__Data supplied__:
╔══
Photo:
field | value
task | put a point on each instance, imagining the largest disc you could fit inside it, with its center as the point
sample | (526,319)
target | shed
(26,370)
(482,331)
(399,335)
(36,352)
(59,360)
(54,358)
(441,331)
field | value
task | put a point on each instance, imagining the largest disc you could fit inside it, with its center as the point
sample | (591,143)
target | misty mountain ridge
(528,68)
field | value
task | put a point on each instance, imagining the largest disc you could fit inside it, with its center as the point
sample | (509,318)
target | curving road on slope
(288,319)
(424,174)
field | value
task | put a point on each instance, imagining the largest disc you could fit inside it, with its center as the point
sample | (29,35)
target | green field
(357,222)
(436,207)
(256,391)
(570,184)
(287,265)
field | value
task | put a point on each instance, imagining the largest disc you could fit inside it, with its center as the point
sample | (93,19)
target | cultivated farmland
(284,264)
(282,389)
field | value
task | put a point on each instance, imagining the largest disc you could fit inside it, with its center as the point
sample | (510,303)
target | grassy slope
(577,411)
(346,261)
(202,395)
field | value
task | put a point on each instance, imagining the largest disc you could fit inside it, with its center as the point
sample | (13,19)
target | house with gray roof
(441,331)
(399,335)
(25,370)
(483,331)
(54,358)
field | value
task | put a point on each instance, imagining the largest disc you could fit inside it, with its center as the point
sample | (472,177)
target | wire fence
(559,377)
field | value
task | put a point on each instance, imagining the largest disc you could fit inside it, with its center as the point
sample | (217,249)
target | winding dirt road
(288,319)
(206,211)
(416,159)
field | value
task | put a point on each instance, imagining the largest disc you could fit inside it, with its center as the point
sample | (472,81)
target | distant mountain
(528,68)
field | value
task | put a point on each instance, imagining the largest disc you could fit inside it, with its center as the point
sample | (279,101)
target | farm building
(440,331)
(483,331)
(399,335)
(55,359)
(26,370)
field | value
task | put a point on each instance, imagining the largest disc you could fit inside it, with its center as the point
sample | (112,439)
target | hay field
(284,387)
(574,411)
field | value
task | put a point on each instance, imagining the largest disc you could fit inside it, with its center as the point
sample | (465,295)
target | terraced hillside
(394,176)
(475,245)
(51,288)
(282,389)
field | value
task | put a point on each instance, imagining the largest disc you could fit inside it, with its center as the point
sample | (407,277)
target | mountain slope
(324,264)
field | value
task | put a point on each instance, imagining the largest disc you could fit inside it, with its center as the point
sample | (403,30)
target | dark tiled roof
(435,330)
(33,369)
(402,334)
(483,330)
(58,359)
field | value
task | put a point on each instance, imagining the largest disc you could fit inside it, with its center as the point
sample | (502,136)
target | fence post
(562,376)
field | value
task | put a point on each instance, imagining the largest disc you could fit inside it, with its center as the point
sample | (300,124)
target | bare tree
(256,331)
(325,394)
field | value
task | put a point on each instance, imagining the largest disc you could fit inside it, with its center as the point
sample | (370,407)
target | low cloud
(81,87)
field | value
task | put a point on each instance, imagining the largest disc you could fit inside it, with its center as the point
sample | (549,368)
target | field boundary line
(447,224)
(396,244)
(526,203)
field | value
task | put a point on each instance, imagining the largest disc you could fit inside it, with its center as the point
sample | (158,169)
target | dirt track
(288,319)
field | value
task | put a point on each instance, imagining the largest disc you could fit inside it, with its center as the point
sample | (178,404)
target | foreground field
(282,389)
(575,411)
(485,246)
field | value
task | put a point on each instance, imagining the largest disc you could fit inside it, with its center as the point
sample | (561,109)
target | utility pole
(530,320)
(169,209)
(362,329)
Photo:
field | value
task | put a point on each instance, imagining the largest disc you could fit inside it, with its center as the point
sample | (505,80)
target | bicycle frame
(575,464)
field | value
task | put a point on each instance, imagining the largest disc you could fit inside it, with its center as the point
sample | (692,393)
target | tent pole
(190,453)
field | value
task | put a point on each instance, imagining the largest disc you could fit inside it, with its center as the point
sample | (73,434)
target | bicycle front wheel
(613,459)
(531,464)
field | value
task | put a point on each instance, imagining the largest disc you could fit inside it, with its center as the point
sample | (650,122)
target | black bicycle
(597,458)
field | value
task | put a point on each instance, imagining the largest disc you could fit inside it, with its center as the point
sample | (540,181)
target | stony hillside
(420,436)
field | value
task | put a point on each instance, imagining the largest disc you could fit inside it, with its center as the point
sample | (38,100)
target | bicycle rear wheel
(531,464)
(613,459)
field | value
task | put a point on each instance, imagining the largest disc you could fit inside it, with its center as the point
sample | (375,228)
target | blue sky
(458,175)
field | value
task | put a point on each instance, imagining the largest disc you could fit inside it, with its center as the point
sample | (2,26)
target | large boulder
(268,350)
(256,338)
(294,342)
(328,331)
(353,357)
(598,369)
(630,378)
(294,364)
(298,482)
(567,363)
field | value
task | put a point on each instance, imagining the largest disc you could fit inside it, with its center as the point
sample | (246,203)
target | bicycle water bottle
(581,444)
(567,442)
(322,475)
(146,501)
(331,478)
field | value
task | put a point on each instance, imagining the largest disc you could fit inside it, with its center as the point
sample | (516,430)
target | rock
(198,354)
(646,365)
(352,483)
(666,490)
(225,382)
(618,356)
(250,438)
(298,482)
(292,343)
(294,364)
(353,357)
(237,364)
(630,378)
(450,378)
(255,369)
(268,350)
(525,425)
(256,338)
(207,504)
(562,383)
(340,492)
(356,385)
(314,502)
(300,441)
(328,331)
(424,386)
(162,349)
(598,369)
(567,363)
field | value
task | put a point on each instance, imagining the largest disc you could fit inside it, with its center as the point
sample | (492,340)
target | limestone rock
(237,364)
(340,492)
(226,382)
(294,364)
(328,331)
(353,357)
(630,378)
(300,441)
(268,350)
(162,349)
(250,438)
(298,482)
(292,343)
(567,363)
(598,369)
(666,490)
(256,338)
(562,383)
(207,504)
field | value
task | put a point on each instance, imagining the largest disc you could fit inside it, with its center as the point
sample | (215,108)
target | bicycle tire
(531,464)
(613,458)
╚══
__Exercise instructions__: Line by line, transcribe the data exactly.

__Task response__:
Photo:
field | value
task | put a point on each instance, imagining the largest disc you could fit inside it, with its center as the point
sample | (526,319)
target | shed
(26,370)
(482,331)
(399,335)
(36,352)
(59,360)
(54,358)
(441,331)
field | value
task | put a point on each instance, imagining the largest disc you could fit inside it, with its center as the point
sample | (591,143)
target | misty mountain ridge
(528,68)
field | value
task | put a point on each instance, imagining the largest disc you could fit inside it, with its center as the point
sample | (509,318)
target | curving road on slope
(288,319)
(424,174)
field | value
task | put a point on each instance, imagining the largest disc you could fit inside it, with its center as the point
sample | (29,35)
target | green field
(357,222)
(436,207)
(256,391)
(570,184)
(287,265)
field | value
task | put a point on each instance, imagining the largest disc you could fit inside it, with its center as the point
sample | (93,19)
target | cultivated farmland
(284,264)
(282,389)
field | value
task | put a point on each instance, imagining the largest disc you could fit inside it, with its center as the point
sample | (510,303)
target | grassy slope
(577,411)
(346,261)
(202,395)
field | value
task | put a point on each instance, imagining the largest disc you could fit inside it, with its center as the point
sample | (13,19)
target | house with gray roof
(441,331)
(399,335)
(25,370)
(483,331)
(54,358)
field | value
task | put a point on each instance, imagining the largest disc you could fit inside it, with its center as the point
sample | (472,177)
target | wire fence
(559,377)
field | value
task | put a point on each instance, imagining the largest disc you could fit inside it, with its center as the point
sample | (217,249)
target | winding dirt road
(288,319)
(206,211)
(416,159)
field | value
task | put a point on each instance, imagining the largest disc you could fit inside it, with its center as the point
sample | (472,81)
target | distant mountain
(528,68)
field | value
task | put a point on each instance, imagining the largest disc you could fit inside it, with its center as the point
sample | (279,101)
target | farm building
(440,331)
(483,331)
(399,335)
(55,359)
(26,370)
field | value
task | put a point on each instance, imagining the largest disc you could fit inside it, with its center as the point
sample | (112,439)
target | hay field
(284,387)
(574,411)
field | value
task | put a point on each instance, imagining the largest disc you could fit inside it, with its center as the point
sample | (465,295)
target | terraced hillside
(394,176)
(475,245)
(51,288)
(282,389)
field | value
task | put a point on each instance, imagining the largest disc you could fit inside it, with its center as the point
sample | (407,277)
target | mountain slope
(324,264)
field | value
task | put a point on each instance, imagining the largest disc you could fit inside it, with its center as the point
sample | (403,30)
target | dark tiled roof
(435,330)
(33,369)
(402,334)
(483,330)
(58,359)
field | value
task | put a point on each instance, imagining the largest disc you could fit inside it, with its center as the point
sample | (502,136)
target | fence post
(562,376)
field | value
task | put a point on each instance, imagining the largest disc you could fit inside it, with its center as the point
sample | (300,124)
target | bare tree
(256,331)
(325,394)
field | value
task | put a point on each instance, imagining the largest disc you could fit inside it, with its center as the point
sample | (370,407)
target | low cloud
(81,87)
field | value
task | put a point on each instance, imagining the largest disc you could fit inside it, with its center as the point
sample | (549,368)
target | field boundary line
(447,224)
(396,244)
(526,203)
field | value
task | put a point on each instance, imagining the largest disc you could fit inside it, with its center as the point
sample | (158,169)
target | dirt track
(288,319)
field | value
task | put a point on each instance, imagining the largest disc you could fit inside it, with its center as the point
sample | (178,404)
target | foreground field
(282,389)
(575,411)
(485,246)
field | value
task | put a point on each instance, imagining the largest disc you could fit inside it, with its center as the point
sample | (561,109)
target | utility pole
(530,320)
(169,209)
(362,329)
Photo:
field | value
task | put a point on each instance, imagining the largest disc you could fit inside it, with its center as the point
sample | (505,80)
target | bicycle frame
(575,464)
field | value
task | put a point on each instance, imagining the largest disc you could fit inside it, with its center as the point
sample | (692,393)
target | tent pole
(190,453)
field | value
task | put a point on each instance, imagining the largest disc you could fit inside it, with its center as the point
sample | (73,434)
target | bicycle front wheel
(613,459)
(531,464)
field | value
task | put a point on each instance, imagining the largest disc you could fit inside it, with its center as the point
sample | (650,122)
target | black bicycle
(597,458)
field | value
task | put a point on each instance, imagining the largest disc you could fit inside it, with its center as the point
sample | (540,181)
target | stony hillside
(420,436)
field | value
task | put a point on each instance, imagining the largest disc you could fit inside it, with its center as the point
sample | (38,100)
target | bicycle rear wheel
(531,464)
(613,459)
field | value
task | put a point on each instance, imagining the largest disc you could fit inside it, with its center as the point
sample | (375,228)
target | blue sky
(458,175)
field | value
task | put a point on each instance, imagining the largest disc you could fit inside it, with its center as the point
sample | (2,26)
target | large boulder
(268,350)
(256,338)
(294,342)
(328,331)
(353,357)
(598,369)
(630,378)
(294,364)
(298,482)
(567,363)
field | value
task | put a point on each instance, imagining the largest disc you could fit inside it, with its center as the point
sample | (246,203)
target | bicycle water bottle
(581,444)
(567,442)
(322,475)
(146,501)
(331,478)
field | value
task | put a point on each instance, imagining the largest disc you could fit inside it, with its center as the point
sample | (516,430)
target | rock
(198,354)
(646,365)
(352,483)
(666,490)
(225,382)
(618,356)
(250,438)
(298,482)
(292,343)
(294,364)
(353,357)
(237,364)
(630,378)
(450,378)
(255,369)
(268,350)
(525,425)
(256,338)
(207,504)
(562,383)
(340,492)
(356,385)
(314,502)
(300,441)
(328,331)
(424,386)
(162,349)
(598,369)
(567,363)
field | value
task | put a point on each instance, imagining the largest disc you could fit inside it, with its center as the point
sample | (492,340)
target | limestone rock
(237,364)
(340,492)
(226,382)
(294,364)
(328,331)
(353,357)
(630,378)
(300,441)
(268,350)
(162,349)
(250,438)
(298,482)
(292,343)
(567,363)
(598,369)
(666,490)
(256,338)
(562,383)
(207,504)
field | value
task | put a point on each instance, imagining the largest disc you could fit inside it, with its center as the point
sample | (215,108)
target | bicycle tire
(531,464)
(613,458)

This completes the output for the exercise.